[Records from a collection]
■ ■ ■ ■ ■ ■ ■

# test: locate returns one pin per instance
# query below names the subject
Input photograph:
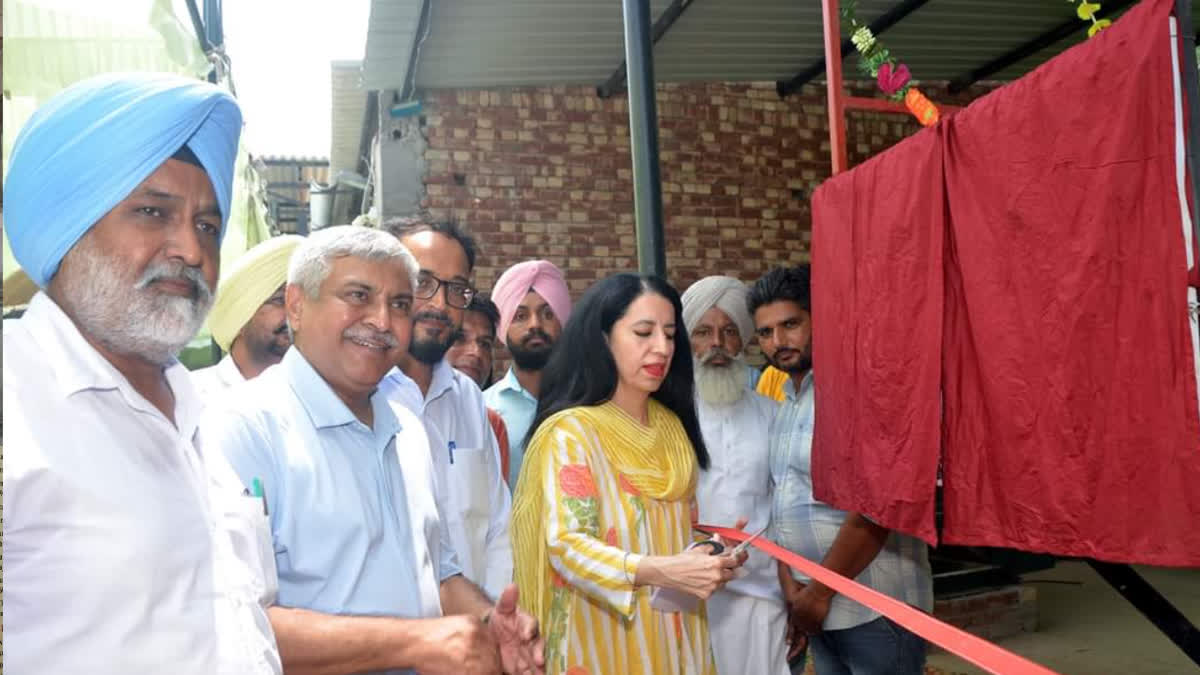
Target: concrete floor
(1086, 628)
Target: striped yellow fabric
(771, 383)
(597, 493)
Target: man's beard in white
(127, 316)
(720, 384)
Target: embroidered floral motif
(556, 633)
(575, 481)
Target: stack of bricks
(993, 614)
(545, 173)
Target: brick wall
(546, 173)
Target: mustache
(432, 315)
(175, 270)
(365, 334)
(707, 357)
(535, 334)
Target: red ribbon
(976, 650)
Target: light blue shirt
(353, 517)
(804, 525)
(517, 407)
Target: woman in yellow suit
(601, 517)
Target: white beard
(124, 314)
(721, 384)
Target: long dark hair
(582, 372)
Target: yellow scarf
(658, 459)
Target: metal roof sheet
(483, 43)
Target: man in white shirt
(475, 501)
(748, 619)
(247, 320)
(366, 568)
(127, 548)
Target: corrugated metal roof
(474, 43)
(349, 102)
(390, 34)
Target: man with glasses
(467, 459)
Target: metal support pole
(1151, 604)
(214, 23)
(643, 137)
(1192, 100)
(833, 85)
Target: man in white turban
(249, 321)
(127, 548)
(748, 619)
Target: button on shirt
(802, 524)
(477, 503)
(352, 507)
(118, 555)
(517, 407)
(737, 483)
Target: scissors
(719, 548)
(741, 548)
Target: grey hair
(313, 258)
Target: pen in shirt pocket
(259, 493)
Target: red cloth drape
(877, 242)
(1069, 412)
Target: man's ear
(294, 299)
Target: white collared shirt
(217, 378)
(115, 559)
(737, 482)
(477, 503)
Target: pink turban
(540, 276)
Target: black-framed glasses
(457, 293)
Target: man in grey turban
(748, 619)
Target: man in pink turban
(534, 304)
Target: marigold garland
(893, 78)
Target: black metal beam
(886, 21)
(643, 138)
(214, 23)
(1152, 605)
(1056, 34)
(616, 82)
(414, 53)
(198, 27)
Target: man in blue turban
(129, 549)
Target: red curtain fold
(1068, 413)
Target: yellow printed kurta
(598, 527)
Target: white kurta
(119, 555)
(747, 620)
(477, 505)
(217, 378)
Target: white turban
(721, 292)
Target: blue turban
(93, 144)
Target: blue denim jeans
(876, 647)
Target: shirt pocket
(249, 561)
(471, 484)
(750, 464)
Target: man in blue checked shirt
(845, 637)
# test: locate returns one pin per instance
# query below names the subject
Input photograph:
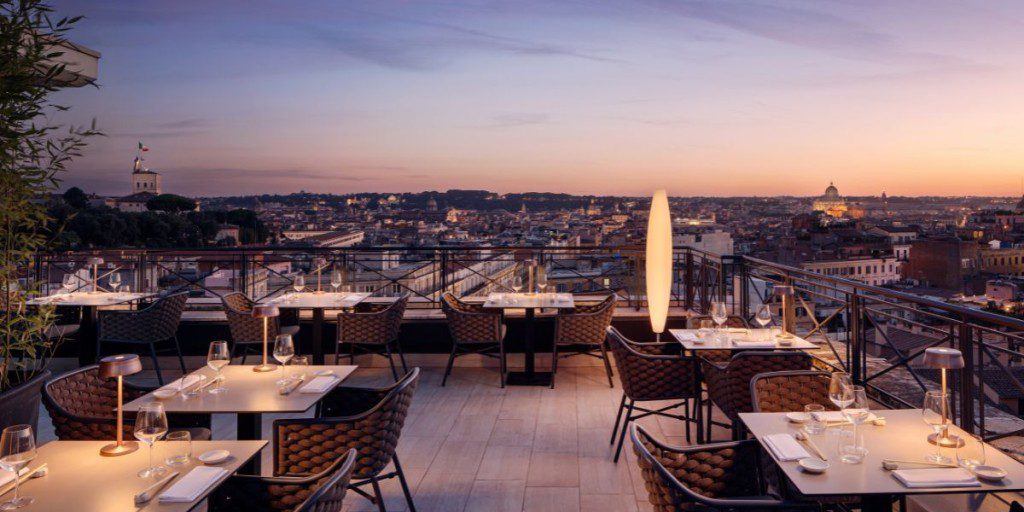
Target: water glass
(815, 423)
(178, 448)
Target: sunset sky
(701, 97)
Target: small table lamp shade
(120, 366)
(265, 311)
(943, 358)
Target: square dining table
(740, 339)
(318, 302)
(90, 302)
(530, 302)
(903, 437)
(249, 395)
(80, 479)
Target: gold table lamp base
(115, 450)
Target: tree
(170, 203)
(33, 156)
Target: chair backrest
(732, 321)
(652, 377)
(246, 329)
(585, 325)
(309, 445)
(790, 391)
(470, 324)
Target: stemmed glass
(218, 357)
(17, 448)
(932, 412)
(151, 425)
(856, 412)
(284, 349)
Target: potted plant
(34, 153)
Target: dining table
(903, 436)
(739, 339)
(317, 302)
(79, 479)
(249, 394)
(90, 302)
(529, 302)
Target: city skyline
(701, 98)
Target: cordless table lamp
(944, 358)
(120, 366)
(265, 311)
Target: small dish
(798, 417)
(813, 465)
(214, 457)
(164, 394)
(990, 473)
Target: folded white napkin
(936, 477)
(318, 384)
(193, 484)
(189, 380)
(785, 448)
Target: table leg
(86, 337)
(317, 338)
(250, 427)
(530, 377)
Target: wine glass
(856, 411)
(933, 411)
(719, 313)
(284, 349)
(218, 357)
(151, 425)
(17, 448)
(336, 281)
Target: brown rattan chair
(790, 391)
(247, 332)
(724, 476)
(323, 492)
(653, 372)
(156, 324)
(374, 331)
(366, 419)
(473, 330)
(729, 383)
(584, 330)
(82, 407)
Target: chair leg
(156, 363)
(404, 484)
(626, 424)
(619, 417)
(448, 369)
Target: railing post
(856, 340)
(966, 336)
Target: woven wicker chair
(148, 327)
(729, 383)
(374, 331)
(366, 419)
(790, 391)
(247, 332)
(654, 372)
(82, 407)
(473, 330)
(584, 330)
(324, 492)
(724, 476)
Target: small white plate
(798, 417)
(813, 465)
(164, 394)
(990, 473)
(214, 456)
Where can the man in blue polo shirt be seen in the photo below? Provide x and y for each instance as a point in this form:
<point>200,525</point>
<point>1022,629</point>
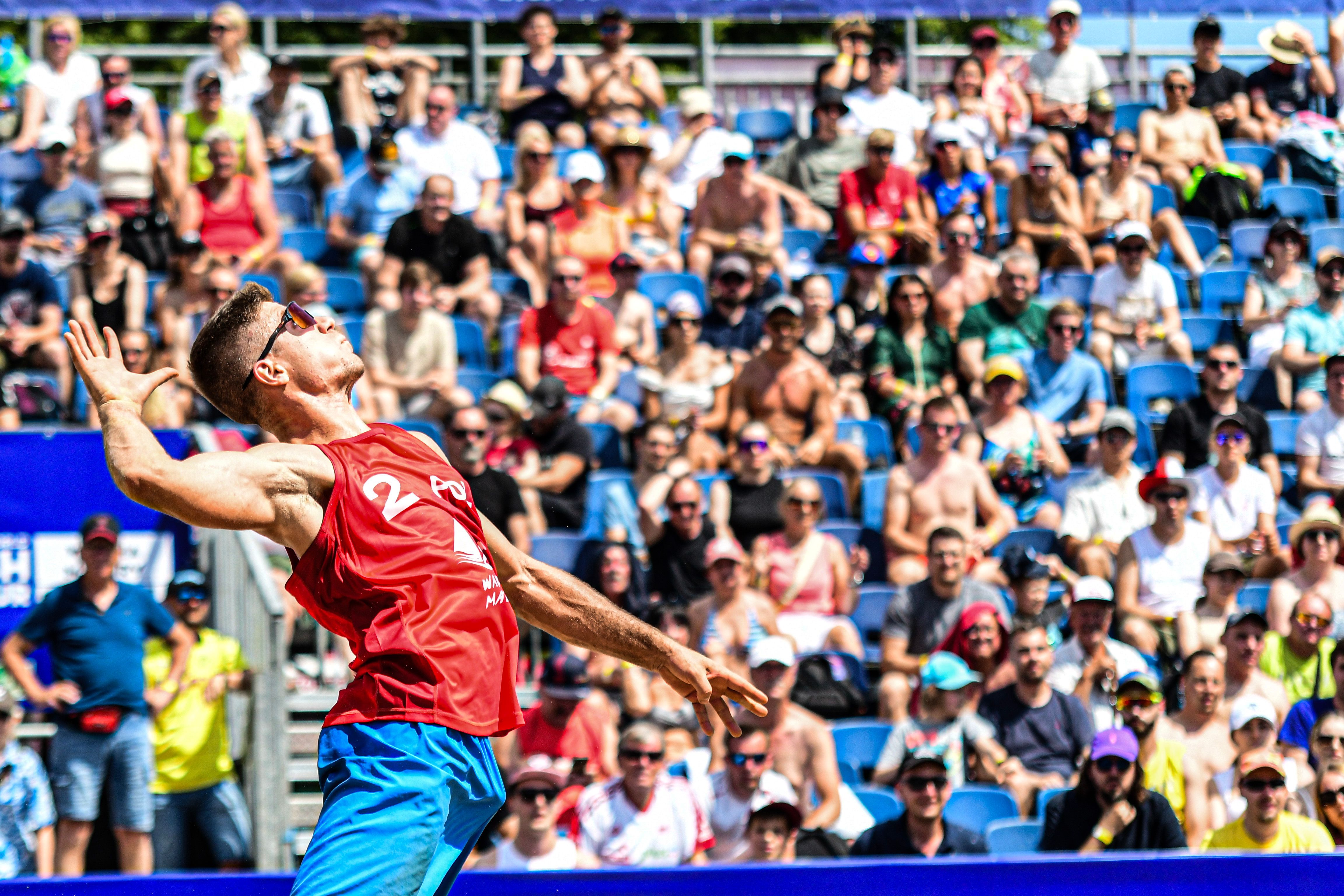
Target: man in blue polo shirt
<point>1068,387</point>
<point>95,629</point>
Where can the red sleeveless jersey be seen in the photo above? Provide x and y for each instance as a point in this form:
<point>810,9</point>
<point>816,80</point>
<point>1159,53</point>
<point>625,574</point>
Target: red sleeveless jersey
<point>400,569</point>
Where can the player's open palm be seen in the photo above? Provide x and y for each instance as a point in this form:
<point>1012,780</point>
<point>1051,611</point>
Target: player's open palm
<point>104,371</point>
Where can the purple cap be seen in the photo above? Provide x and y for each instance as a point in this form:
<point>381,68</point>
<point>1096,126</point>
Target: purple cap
<point>1116,742</point>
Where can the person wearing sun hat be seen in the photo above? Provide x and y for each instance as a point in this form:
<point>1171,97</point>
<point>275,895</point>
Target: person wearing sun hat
<point>1276,90</point>
<point>1161,569</point>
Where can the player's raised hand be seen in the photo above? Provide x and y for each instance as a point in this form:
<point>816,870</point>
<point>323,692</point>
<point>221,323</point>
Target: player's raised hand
<point>707,684</point>
<point>104,371</point>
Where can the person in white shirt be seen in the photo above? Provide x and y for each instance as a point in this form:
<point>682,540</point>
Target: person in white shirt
<point>1161,570</point>
<point>697,154</point>
<point>1062,78</point>
<point>534,799</point>
<point>242,70</point>
<point>1134,305</point>
<point>58,81</point>
<point>882,104</point>
<point>643,817</point>
<point>298,130</point>
<point>1320,439</point>
<point>459,150</point>
<point>1238,502</point>
<point>1104,508</point>
<point>745,785</point>
<point>1090,663</point>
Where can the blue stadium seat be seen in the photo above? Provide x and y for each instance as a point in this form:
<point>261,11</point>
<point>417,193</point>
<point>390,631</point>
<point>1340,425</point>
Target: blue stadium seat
<point>1248,240</point>
<point>471,344</point>
<point>875,434</point>
<point>310,242</point>
<point>975,806</point>
<point>607,445</point>
<point>874,499</point>
<point>659,287</point>
<point>1295,201</point>
<point>1254,595</point>
<point>560,550</point>
<point>1039,541</point>
<point>295,205</point>
<point>1283,430</point>
<point>1166,379</point>
<point>881,804</point>
<point>1013,836</point>
<point>833,490</point>
<point>345,292</point>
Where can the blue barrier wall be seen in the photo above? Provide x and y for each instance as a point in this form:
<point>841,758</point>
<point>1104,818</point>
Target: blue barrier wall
<point>1023,875</point>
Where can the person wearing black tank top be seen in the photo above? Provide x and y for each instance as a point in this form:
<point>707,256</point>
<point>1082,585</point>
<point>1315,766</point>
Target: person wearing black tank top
<point>543,86</point>
<point>749,503</point>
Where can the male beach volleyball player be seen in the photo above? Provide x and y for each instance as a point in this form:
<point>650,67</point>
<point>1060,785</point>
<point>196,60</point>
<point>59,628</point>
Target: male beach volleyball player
<point>389,553</point>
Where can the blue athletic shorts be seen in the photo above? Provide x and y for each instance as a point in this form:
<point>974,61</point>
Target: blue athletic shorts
<point>402,806</point>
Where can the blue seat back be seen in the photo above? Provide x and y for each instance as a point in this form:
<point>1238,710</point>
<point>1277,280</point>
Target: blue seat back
<point>471,344</point>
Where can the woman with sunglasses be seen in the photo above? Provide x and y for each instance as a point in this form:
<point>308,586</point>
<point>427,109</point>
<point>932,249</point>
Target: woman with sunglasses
<point>1273,291</point>
<point>1238,502</point>
<point>1316,547</point>
<point>57,83</point>
<point>812,579</point>
<point>912,359</point>
<point>689,385</point>
<point>107,285</point>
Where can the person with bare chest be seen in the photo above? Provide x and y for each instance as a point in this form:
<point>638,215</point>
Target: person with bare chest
<point>789,392</point>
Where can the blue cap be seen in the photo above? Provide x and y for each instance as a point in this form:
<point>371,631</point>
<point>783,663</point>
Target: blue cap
<point>947,672</point>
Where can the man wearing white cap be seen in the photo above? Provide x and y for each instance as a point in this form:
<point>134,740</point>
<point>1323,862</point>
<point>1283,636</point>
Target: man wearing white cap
<point>736,213</point>
<point>1092,663</point>
<point>1134,304</point>
<point>1064,77</point>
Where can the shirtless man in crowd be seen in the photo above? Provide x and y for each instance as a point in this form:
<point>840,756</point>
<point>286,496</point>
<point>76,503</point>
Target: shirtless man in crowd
<point>940,488</point>
<point>963,279</point>
<point>623,83</point>
<point>1205,715</point>
<point>1245,643</point>
<point>789,392</point>
<point>736,213</point>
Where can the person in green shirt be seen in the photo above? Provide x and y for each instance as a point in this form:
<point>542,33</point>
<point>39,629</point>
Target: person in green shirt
<point>1301,657</point>
<point>1007,324</point>
<point>910,359</point>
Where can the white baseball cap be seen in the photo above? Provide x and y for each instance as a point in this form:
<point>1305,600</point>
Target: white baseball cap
<point>1252,707</point>
<point>772,649</point>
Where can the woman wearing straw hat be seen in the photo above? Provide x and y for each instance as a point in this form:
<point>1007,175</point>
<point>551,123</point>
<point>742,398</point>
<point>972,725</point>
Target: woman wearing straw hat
<point>1276,90</point>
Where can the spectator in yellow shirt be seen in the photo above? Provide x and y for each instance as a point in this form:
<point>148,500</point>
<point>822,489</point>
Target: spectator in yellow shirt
<point>1265,828</point>
<point>195,769</point>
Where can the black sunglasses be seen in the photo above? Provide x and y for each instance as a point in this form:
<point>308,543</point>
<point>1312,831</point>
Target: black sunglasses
<point>293,315</point>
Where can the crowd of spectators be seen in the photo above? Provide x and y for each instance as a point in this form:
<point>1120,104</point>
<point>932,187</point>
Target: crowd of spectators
<point>1111,684</point>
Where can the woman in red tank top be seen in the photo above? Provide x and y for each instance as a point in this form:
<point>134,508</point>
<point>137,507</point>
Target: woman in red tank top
<point>234,218</point>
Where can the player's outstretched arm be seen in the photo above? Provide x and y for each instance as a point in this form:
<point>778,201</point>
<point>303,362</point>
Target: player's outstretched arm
<point>570,610</point>
<point>222,490</point>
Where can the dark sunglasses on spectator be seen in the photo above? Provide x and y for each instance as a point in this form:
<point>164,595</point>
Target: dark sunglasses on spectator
<point>293,315</point>
<point>741,759</point>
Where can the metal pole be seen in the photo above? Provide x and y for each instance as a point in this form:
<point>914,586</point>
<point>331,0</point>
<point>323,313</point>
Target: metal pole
<point>479,64</point>
<point>707,54</point>
<point>913,56</point>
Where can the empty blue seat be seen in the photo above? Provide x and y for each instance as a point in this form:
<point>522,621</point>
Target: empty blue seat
<point>975,806</point>
<point>881,804</point>
<point>1166,379</point>
<point>471,344</point>
<point>833,490</point>
<point>1014,836</point>
<point>345,292</point>
<point>1295,201</point>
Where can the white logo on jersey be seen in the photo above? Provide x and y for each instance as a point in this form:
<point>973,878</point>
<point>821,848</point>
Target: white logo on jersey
<point>394,504</point>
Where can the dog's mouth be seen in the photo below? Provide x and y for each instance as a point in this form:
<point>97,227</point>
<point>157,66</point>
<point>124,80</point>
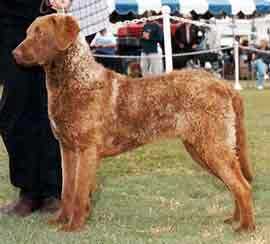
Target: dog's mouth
<point>21,59</point>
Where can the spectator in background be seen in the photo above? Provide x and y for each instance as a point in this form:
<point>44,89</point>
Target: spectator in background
<point>259,63</point>
<point>151,53</point>
<point>34,155</point>
<point>187,38</point>
<point>104,43</point>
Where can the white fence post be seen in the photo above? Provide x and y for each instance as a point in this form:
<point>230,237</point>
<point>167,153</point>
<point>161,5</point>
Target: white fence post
<point>167,38</point>
<point>237,85</point>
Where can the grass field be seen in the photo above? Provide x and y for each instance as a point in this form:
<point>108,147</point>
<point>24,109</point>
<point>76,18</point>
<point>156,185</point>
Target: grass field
<point>157,194</point>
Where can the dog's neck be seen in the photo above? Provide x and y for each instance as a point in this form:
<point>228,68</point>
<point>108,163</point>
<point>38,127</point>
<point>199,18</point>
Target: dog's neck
<point>72,63</point>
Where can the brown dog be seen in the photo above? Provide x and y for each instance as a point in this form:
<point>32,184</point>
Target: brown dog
<point>96,113</point>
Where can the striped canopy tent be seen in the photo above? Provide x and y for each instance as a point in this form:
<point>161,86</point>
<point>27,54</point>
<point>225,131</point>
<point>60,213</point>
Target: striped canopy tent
<point>229,7</point>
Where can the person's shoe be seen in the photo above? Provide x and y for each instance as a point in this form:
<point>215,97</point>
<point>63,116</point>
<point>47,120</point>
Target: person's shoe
<point>50,205</point>
<point>23,207</point>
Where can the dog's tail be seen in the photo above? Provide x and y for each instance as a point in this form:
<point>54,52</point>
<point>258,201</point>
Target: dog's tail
<point>241,138</point>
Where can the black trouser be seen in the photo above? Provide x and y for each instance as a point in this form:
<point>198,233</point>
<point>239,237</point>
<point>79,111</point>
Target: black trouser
<point>34,155</point>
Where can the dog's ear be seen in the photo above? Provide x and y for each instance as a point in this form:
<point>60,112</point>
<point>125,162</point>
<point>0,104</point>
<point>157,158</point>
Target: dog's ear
<point>66,30</point>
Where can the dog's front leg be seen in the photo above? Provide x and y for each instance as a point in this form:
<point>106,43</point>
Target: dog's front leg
<point>85,183</point>
<point>69,165</point>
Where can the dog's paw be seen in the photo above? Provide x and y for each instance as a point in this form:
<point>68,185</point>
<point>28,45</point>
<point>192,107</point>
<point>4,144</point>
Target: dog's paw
<point>72,227</point>
<point>59,218</point>
<point>250,227</point>
<point>229,220</point>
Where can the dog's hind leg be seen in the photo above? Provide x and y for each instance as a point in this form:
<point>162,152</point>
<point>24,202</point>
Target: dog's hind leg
<point>85,183</point>
<point>227,167</point>
<point>241,148</point>
<point>69,162</point>
<point>196,157</point>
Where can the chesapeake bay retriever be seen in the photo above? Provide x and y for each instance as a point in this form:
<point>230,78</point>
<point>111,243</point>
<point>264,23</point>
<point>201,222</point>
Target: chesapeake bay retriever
<point>96,113</point>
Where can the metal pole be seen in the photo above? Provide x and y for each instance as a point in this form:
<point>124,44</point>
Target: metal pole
<point>237,85</point>
<point>167,38</point>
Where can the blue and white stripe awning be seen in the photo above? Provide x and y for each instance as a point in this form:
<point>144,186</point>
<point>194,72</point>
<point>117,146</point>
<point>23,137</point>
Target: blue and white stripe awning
<point>230,7</point>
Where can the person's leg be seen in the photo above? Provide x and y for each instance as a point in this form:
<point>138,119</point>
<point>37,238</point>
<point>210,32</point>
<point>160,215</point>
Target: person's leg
<point>261,70</point>
<point>145,64</point>
<point>156,64</point>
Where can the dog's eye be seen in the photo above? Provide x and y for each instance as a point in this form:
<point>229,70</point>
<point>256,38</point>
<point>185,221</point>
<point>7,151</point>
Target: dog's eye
<point>39,31</point>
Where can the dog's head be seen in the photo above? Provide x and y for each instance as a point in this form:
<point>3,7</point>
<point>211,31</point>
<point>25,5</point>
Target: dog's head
<point>46,37</point>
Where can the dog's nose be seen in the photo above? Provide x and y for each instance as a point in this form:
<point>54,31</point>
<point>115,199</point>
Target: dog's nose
<point>17,54</point>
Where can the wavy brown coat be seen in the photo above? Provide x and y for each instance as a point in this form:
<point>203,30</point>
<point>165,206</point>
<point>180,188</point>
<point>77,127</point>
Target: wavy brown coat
<point>96,113</point>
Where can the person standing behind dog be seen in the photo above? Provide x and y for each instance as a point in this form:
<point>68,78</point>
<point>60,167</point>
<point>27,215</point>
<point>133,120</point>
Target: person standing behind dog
<point>151,54</point>
<point>34,155</point>
<point>259,63</point>
<point>92,15</point>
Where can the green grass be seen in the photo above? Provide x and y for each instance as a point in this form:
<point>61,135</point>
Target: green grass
<point>157,194</point>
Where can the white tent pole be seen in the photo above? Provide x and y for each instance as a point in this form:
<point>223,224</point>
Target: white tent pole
<point>167,38</point>
<point>237,85</point>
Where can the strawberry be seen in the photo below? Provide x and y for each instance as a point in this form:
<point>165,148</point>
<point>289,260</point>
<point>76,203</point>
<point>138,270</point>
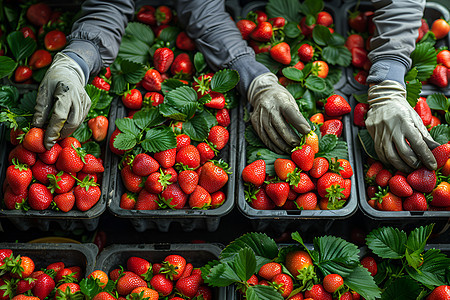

■ ■ ■ ■ ■ ■ ■

What is needed –
Please reproduce the lines of the records above word for word, starting at the line that contains "Where can the blue stadium" and stopping after the line that contains "<point>1023,875</point>".

Final result –
Where can the blue stadium seat be seen in the photo above? Provide x and y for each instance as a point in this form:
<point>261,11</point>
<point>417,193</point>
<point>390,631</point>
<point>1340,425</point>
Target: blue stadium seat
<point>1248,240</point>
<point>471,344</point>
<point>875,434</point>
<point>310,242</point>
<point>975,806</point>
<point>607,445</point>
<point>874,499</point>
<point>659,287</point>
<point>1295,201</point>
<point>1254,595</point>
<point>560,550</point>
<point>1039,541</point>
<point>295,205</point>
<point>1283,430</point>
<point>1166,379</point>
<point>881,804</point>
<point>1013,836</point>
<point>833,490</point>
<point>345,292</point>
Where can the blue barrier wall be seen in the photo above? Provide x and y for each instance as a point in this form:
<point>841,758</point>
<point>1104,818</point>
Target: blue barrier wall
<point>1023,875</point>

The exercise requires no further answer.